» Required work: Exact repetition is required: output every record in full.

[Records from a dataset]
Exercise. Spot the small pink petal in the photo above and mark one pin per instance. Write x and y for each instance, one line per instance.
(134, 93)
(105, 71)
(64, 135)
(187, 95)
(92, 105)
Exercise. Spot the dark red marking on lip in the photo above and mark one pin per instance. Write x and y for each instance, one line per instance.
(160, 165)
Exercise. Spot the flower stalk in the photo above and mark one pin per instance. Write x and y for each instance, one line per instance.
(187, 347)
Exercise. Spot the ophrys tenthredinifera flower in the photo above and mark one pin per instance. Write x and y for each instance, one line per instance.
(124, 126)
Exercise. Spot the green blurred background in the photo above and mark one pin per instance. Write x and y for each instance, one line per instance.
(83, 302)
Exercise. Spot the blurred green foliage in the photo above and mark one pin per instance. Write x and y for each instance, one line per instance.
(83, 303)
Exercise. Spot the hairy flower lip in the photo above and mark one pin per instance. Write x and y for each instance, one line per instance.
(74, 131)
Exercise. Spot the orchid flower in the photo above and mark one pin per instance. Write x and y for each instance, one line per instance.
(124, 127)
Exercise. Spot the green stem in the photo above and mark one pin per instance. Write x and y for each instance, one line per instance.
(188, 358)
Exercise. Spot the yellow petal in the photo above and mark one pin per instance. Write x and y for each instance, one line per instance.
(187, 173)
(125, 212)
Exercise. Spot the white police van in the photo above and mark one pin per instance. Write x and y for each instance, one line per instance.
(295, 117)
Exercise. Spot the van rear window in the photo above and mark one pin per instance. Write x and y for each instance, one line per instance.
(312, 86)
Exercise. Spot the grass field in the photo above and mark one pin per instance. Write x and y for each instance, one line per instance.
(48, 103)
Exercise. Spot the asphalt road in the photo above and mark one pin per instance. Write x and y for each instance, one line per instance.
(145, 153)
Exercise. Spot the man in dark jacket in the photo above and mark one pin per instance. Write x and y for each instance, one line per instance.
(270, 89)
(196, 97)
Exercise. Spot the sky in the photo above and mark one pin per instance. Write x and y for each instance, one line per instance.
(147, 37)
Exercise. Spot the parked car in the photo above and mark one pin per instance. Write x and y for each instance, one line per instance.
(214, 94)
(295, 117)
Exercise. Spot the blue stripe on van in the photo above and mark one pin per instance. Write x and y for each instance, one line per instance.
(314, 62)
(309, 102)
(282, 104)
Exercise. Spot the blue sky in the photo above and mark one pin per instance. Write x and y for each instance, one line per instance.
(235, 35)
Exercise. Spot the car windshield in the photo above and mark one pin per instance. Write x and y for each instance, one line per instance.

» Response to the exercise:
Exercise. Spot the small pink petal in the photo above and mark one pin per instance. Write x and y for each instance, one line per instance.
(134, 93)
(105, 71)
(64, 135)
(187, 95)
(92, 105)
Exercise. Spot the dark red marking on lip in the photo above and mark one pin per instance. Write x and y for each instance, one line per instance.
(160, 165)
Exercise. Spot the flower stalk in the photo above and mark one pin per instance. Write x and y for each instance, one line per instance.
(187, 347)
Exercise. Spot the ophrys tenthredinifera flower in the photo above and mark one pin per instance. Write x and y for each instance, one line per instance.
(124, 126)
Exercise. Spot the green blurred background in the photo above and mark one pin per instance. Write x and y for each instance, one line per instance.
(83, 302)
Exercise. Spot the blurred green foliage in the photo above and mark one pin per instance. Write x and y for each instance, one line per instance.
(83, 303)
Exercise. Spot the hairy flower lip in the photo above and mark one pin per instance. Write x and y for each instance, one line per instance.
(74, 131)
Exercise. Spot the orchid flower in the photo above and mark one pin per instance. Write x and y for each instance, one line per instance.
(124, 127)
Exercise. Spot the green stem in the photo above and mark one pin per instance. Write x and y for each instance, one line per instance.
(188, 358)
Exercise. Spot the yellow petal in the photo above and mark one pin per instance. Write x and y for each instance, one line per instance.
(187, 173)
(125, 212)
Exercise. Spot the white police van in the photo above and mark one pin per instance. Write x and y for each instance, one line per instance.
(295, 117)
Exercise. Spot the van rear window in the photo above and mark one pin per instance. Write x and y for each instance, one line per instance.
(312, 86)
Exercise. Spot the grass field in the photo above and mark one pin per instance. Write x and y for each instance, one line per instance.
(48, 103)
Exercise. Spot the asphalt road in the photo above and mark one pin per instance. Write x and y for each instance, one line per instance.
(145, 153)
Exercise. Spot the man in dark jacket in the photo above and mark one pin per instance. Write x and y for each instance, one line per instance.
(270, 89)
(196, 97)
Exercise. Spot the sky in the photo above and mark one pin per instance. Write x and y for each instance, one line per instance.
(147, 37)
Exercise. Spot the parked car in the photo above and mark one pin per instance. Write x and y for each instance, one line per instance.
(214, 94)
(295, 117)
Exercise. Spot the blue stripe on van in the photo above and mark one pin per instance. Write x and y for each instance, one line per instance.
(314, 62)
(309, 102)
(282, 104)
Exercise. Spot the blue sky in the photo above and mark one pin per instance. Write x and y for each instance, one line per instance.
(235, 35)
Exercise. Spot the car windshield in the photo above and mark one pin per instance. Write x and y for each instance, one line per instance.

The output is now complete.